Le problème
Continuez le texte sur la Covid longue à partir de sa dernière phrase.

Texte affiché
_ _ _ _
Le confinement, loin d’apporter un répit, a exacerbé le stress et la dépression chez les individus déjà fragilisés psychologiquement. De plus, certains professionnels de la santé ont été rongés par l’auto-culpabilité, hantés par la peur d’avoir transmis le virus à leurs proches, voire à leurs patients, avec des conséquences parfois dramatiques. Pour sa part, Dr Aïssa Filali, du service des maladies infectieuses de la faculté de médecine de l’université Salah Boubnider - Constantine 3, a mis en lumière les séquelles persistantes de la Covid-19, phénomène désormais connu sous le nom de «Covid long». Ce syndrome post-aigu de Covid-19 s’impose comme une «réalité absolue» nécessitant une prise en charge et un suivi rigoureux.
_ _ _ _
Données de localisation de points
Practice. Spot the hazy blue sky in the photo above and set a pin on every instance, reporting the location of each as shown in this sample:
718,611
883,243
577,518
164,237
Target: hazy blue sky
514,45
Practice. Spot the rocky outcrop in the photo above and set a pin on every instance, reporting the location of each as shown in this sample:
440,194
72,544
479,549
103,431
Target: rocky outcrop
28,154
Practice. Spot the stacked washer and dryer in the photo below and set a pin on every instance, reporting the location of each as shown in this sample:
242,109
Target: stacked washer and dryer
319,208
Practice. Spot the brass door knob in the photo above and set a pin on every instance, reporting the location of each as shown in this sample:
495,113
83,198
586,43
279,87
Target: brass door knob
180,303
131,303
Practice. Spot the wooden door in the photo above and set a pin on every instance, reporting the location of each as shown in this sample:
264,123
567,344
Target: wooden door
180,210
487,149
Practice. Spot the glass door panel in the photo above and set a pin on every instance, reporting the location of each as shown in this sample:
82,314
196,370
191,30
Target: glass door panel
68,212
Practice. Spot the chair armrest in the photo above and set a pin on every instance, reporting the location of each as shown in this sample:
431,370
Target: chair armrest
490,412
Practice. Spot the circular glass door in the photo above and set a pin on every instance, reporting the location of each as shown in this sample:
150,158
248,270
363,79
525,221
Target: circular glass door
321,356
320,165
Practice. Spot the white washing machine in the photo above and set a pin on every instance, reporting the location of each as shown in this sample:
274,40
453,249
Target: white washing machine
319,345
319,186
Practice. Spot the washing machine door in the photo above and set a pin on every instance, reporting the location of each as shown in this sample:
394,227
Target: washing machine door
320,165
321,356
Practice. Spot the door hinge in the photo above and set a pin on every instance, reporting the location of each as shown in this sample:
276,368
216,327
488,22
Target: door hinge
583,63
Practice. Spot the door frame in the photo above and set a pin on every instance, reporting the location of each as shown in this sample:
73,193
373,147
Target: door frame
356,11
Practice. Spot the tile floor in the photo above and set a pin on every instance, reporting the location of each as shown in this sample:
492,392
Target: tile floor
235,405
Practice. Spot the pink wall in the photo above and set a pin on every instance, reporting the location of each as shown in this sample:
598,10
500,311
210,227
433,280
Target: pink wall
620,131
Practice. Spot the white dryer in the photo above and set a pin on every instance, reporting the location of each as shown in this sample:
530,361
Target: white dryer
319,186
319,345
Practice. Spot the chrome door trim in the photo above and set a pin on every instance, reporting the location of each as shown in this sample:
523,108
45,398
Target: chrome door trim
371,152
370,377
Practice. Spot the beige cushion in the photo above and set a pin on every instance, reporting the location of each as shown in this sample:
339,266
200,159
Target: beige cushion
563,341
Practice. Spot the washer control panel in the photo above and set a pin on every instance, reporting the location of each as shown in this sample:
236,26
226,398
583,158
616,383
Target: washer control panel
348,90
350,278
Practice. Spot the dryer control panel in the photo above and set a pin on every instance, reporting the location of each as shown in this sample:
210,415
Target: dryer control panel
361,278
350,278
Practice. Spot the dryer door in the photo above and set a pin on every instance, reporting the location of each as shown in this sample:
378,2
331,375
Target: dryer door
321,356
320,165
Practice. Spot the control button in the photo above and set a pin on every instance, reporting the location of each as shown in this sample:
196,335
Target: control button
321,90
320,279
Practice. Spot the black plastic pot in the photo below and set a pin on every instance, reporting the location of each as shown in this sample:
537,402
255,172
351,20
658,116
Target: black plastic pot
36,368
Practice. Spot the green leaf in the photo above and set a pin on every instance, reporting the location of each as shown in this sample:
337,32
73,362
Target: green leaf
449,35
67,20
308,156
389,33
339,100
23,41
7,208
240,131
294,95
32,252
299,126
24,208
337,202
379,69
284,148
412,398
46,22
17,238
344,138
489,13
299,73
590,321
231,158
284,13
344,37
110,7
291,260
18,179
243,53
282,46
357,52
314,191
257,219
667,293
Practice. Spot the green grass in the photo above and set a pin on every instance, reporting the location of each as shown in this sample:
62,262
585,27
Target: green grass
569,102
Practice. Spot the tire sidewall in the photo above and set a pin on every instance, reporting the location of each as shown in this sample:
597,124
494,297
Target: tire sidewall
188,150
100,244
_ _ _ _
Réponse attendue
Lors d’une intervention remarquée, le Dr Filali a plaidé pour une collaboration impérative, étroite et multidisciplinaire. Cette synergie d’expertises médicales, psychologiques, professionnelles et sociales est indispensable pour appréhender la complexité des manifestations du Covid long et proposer des réponses adéquates aux patients. La pandémie a, en effet, fragilisé les professionnels de santé à tous les niveaux, tant sur le plan relationnel qu’organisationnel et professionnel.
Notons à titre d’exemple, des conséquences relationnelles caractérisées par les conflits, l’agressivité et la tension. A cela s’ajoutent les conséquences organisationnelles perçues dans l’absentéisme, la défection des moyens et la faillite du circuit du personnel.
Les conséquences professionnelles étaient également mises en avant d’où il a rappelé la charge de travail, la baisse du rendement, et les fautes professionnelles. Certains parmi le personnel médical ont démissionné.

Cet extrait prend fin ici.